TRY IT = Begin at the line that has "Target: car wheel", stop after the line that has "[ ] locate the cornice ledge", and print exactly those lines from the records below, without any pictures.

Data extracted from a collection =
· · ·
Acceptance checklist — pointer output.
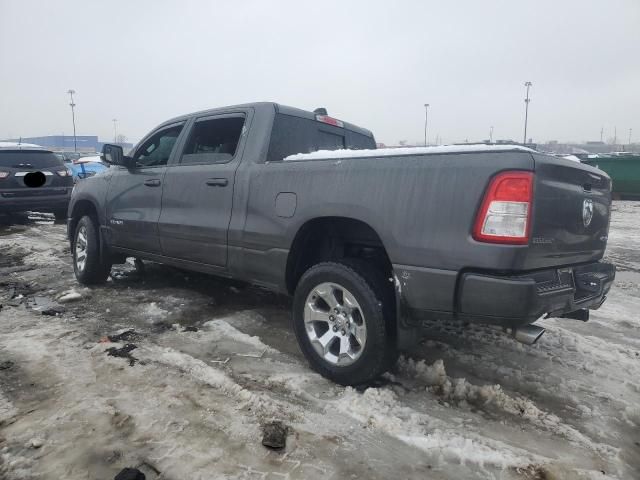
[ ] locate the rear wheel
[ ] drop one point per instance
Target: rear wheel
(339, 319)
(88, 264)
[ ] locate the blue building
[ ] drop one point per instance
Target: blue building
(85, 143)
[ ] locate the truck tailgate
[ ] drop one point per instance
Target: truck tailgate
(572, 204)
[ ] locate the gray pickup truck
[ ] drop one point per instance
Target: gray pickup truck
(371, 243)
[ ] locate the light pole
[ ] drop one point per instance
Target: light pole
(73, 118)
(526, 110)
(426, 122)
(115, 130)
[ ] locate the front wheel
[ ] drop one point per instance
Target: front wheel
(339, 321)
(88, 264)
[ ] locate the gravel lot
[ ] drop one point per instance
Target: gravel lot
(215, 360)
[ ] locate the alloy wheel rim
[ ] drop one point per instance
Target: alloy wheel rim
(335, 324)
(81, 249)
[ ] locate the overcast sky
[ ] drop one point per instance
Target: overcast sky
(373, 63)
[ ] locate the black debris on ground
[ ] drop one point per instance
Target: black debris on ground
(274, 435)
(124, 352)
(53, 311)
(6, 365)
(125, 336)
(130, 474)
(161, 327)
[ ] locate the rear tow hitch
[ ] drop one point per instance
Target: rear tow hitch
(581, 314)
(528, 334)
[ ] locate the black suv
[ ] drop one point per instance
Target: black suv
(32, 178)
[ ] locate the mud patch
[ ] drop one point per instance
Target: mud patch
(123, 352)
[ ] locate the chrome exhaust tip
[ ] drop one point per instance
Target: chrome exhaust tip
(529, 334)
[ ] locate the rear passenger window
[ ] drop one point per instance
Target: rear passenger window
(291, 135)
(213, 141)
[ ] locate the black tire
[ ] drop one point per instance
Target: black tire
(94, 270)
(374, 295)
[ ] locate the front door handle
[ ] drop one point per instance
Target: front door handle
(217, 182)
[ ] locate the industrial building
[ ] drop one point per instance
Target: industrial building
(64, 143)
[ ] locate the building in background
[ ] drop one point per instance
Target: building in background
(64, 143)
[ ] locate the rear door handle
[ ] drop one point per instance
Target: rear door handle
(217, 182)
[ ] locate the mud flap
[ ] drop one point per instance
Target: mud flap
(407, 333)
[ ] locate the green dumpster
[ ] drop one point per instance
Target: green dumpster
(624, 171)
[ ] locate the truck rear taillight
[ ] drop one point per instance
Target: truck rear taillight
(505, 213)
(330, 120)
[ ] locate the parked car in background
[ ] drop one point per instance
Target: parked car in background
(33, 179)
(371, 243)
(85, 167)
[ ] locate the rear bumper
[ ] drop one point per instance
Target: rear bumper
(511, 300)
(45, 203)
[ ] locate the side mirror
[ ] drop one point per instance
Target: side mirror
(113, 155)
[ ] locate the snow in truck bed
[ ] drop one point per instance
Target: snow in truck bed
(387, 152)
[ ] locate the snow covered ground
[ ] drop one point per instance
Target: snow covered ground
(216, 360)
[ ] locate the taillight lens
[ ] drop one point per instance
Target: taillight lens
(505, 213)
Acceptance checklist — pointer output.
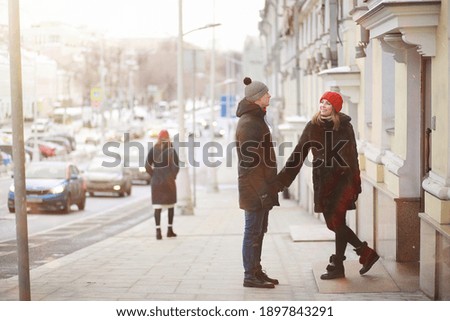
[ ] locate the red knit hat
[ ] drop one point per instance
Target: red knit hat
(334, 98)
(163, 135)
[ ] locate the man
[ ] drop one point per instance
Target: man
(257, 169)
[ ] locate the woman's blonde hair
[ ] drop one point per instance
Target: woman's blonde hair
(318, 120)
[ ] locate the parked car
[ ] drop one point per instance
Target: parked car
(41, 125)
(107, 179)
(54, 186)
(46, 148)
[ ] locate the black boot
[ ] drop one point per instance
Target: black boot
(158, 234)
(264, 277)
(367, 257)
(255, 282)
(335, 269)
(170, 232)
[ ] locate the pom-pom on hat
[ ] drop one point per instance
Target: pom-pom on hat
(254, 89)
(334, 98)
(163, 135)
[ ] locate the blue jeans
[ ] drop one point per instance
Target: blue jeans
(256, 223)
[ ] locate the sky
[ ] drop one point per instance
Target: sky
(155, 18)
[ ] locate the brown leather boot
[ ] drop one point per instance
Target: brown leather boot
(170, 232)
(158, 234)
(335, 269)
(367, 257)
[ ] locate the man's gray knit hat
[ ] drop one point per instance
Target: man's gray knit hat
(254, 89)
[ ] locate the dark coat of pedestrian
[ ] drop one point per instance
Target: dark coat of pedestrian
(257, 168)
(163, 165)
(329, 136)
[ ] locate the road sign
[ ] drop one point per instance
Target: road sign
(96, 96)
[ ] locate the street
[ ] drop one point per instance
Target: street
(52, 236)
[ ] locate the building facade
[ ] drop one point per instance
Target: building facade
(390, 61)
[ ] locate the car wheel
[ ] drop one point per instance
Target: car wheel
(66, 209)
(81, 205)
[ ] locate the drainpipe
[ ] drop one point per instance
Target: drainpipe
(333, 31)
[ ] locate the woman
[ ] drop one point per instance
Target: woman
(336, 178)
(162, 165)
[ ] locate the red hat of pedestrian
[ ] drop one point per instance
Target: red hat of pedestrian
(163, 135)
(334, 98)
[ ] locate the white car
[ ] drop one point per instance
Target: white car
(41, 125)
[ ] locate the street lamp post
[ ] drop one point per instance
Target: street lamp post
(184, 195)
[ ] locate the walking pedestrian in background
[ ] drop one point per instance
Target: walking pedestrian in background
(336, 178)
(162, 165)
(256, 169)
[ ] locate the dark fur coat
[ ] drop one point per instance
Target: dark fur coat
(257, 166)
(162, 165)
(336, 175)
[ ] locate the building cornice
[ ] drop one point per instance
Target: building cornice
(415, 20)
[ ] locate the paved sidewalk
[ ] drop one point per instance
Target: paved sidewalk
(202, 263)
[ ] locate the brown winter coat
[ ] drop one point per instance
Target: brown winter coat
(257, 166)
(336, 175)
(162, 165)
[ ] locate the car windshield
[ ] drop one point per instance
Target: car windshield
(46, 171)
(98, 167)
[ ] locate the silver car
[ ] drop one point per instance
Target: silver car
(102, 177)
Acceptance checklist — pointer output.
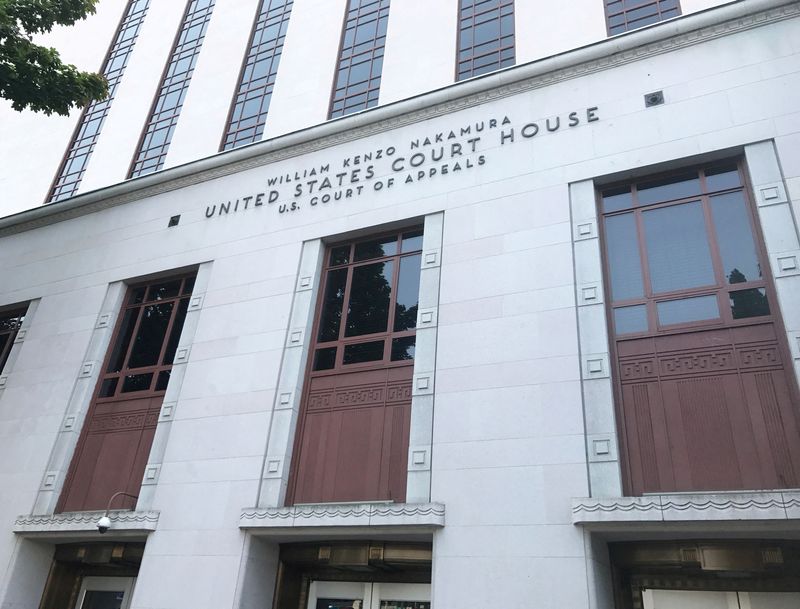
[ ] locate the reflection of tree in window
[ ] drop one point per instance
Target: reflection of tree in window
(370, 293)
(747, 303)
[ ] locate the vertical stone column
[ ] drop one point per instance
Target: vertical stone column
(779, 227)
(605, 478)
(418, 485)
(79, 401)
(286, 409)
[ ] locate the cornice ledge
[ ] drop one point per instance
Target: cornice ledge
(83, 522)
(657, 39)
(345, 515)
(767, 505)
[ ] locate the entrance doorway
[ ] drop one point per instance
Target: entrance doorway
(105, 593)
(368, 595)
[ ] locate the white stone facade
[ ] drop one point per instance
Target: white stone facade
(513, 407)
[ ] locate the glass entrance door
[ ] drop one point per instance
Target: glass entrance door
(358, 595)
(105, 593)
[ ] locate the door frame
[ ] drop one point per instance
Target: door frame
(372, 592)
(107, 584)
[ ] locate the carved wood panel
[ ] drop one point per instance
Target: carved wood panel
(111, 455)
(115, 441)
(705, 419)
(354, 438)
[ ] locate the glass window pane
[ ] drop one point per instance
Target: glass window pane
(161, 291)
(630, 319)
(137, 296)
(340, 255)
(363, 352)
(669, 189)
(685, 310)
(123, 340)
(163, 380)
(735, 236)
(150, 338)
(623, 257)
(412, 241)
(331, 603)
(370, 292)
(722, 178)
(403, 348)
(108, 387)
(405, 313)
(96, 599)
(175, 334)
(678, 253)
(331, 317)
(749, 303)
(137, 382)
(325, 359)
(617, 199)
(376, 249)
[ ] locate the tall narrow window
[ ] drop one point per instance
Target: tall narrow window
(172, 91)
(251, 103)
(352, 443)
(358, 74)
(485, 36)
(704, 378)
(10, 323)
(83, 142)
(115, 441)
(624, 15)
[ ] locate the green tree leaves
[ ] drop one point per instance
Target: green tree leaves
(33, 76)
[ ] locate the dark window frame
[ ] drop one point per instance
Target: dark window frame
(16, 316)
(721, 288)
(65, 185)
(354, 10)
(501, 5)
(184, 294)
(256, 52)
(158, 120)
(343, 341)
(626, 26)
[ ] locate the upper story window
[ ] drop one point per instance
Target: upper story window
(172, 91)
(10, 323)
(358, 73)
(624, 15)
(147, 338)
(682, 250)
(369, 303)
(485, 36)
(83, 142)
(706, 397)
(251, 103)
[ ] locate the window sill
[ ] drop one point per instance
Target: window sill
(411, 516)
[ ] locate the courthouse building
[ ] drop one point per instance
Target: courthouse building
(400, 304)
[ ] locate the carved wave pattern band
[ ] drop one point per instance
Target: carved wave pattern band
(89, 519)
(711, 362)
(741, 506)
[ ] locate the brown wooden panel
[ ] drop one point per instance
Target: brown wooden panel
(115, 441)
(721, 414)
(111, 455)
(706, 398)
(354, 437)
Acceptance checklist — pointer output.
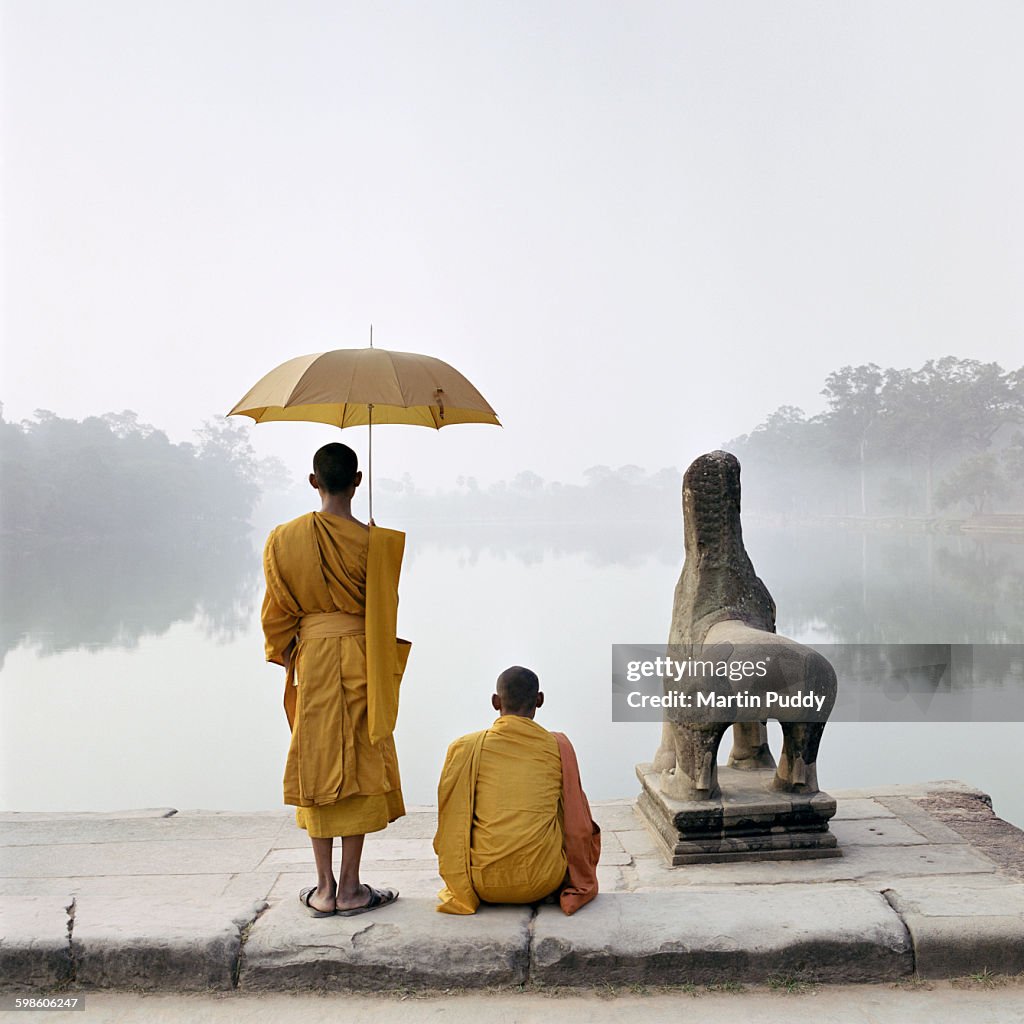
· · ·
WRITTEN ANSWER =
Target: car wheel
(66, 209)
(81, 205)
[ ] locate the drainpipe
[ ] drop one point per instance
Target: drainpipe
(333, 31)
[ ] locate the woman
[ ] drop one point per instance
Target: woman
(336, 178)
(162, 165)
[ ] locate the red hat of pedestrian
[ ] drop one point per instance
Target: red hat of pedestrian
(163, 135)
(334, 98)
[ ] locate the white car
[ ] drop one point per instance
Target: white car
(41, 125)
[ ] locate the street lamp post
[ ] drop one point per instance
Target: street lamp post
(184, 195)
[ ] locate the walking pedestrian in background
[ ] drop one point per instance
Target: walking pedestrian in background
(336, 178)
(162, 165)
(256, 169)
[ ] locate the dark fur coat
[ ] drop one point per instance
Target: dark fur coat
(257, 166)
(162, 165)
(336, 175)
[ ] locate the building cornice
[ ] drop one point per instance
Target: building cornice
(415, 20)
[ ] locate the paved sidewalk
[ ] drop one point per instance
Target: paved sidewalk
(202, 263)
[ ] locate the brown winter coat
[ ] drop one point per instance
Target: brown winter coat
(257, 166)
(336, 175)
(162, 165)
[ ] locate the car windshield
[ ] drop one point per instance
Target: car windshield
(46, 171)
(98, 167)
[ ] locate the silver car
[ ] drop one point per instance
Target: silver car
(102, 177)
Acceptance checklist — pointer output.
[ ] locate the reflection of tree in window
[ ] drop one point per instance
Target: reflection of tree in window
(370, 293)
(747, 303)
[ ] locate the vertical stone column
[ ] drop one point per instance
Target: vertical stone column
(779, 227)
(605, 478)
(418, 485)
(79, 401)
(286, 409)
[ ] locate the cornice ledge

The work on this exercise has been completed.